● **YOUR TASK**
Find each row below that contains the word "need" with matching case, and copy those rows.

Excerpts from a detection dataset:
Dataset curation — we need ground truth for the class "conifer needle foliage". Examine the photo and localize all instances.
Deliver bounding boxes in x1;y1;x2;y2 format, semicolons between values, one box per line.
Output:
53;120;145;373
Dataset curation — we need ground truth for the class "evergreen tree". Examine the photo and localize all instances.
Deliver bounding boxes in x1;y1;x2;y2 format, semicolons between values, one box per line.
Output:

==

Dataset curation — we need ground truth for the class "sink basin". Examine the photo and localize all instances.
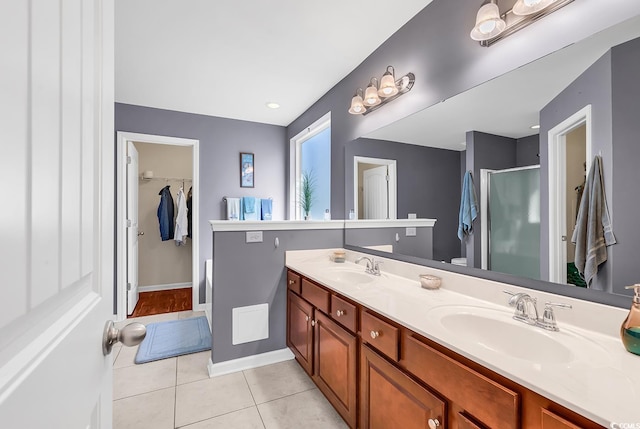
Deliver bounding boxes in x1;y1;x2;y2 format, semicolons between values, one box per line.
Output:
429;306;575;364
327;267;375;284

● **EXERCISE OUTPUT**
Dataset curation — we need ground truth for the class "conifer needle foliage". Examine the photo and localize all instances.
Dataset curation — we need ground truth for the class "evergreen tree". Examine the photo and localize all instances.
Dataset curation — we need ground truth for the class "sink basin". Examine the photo and localize all instances.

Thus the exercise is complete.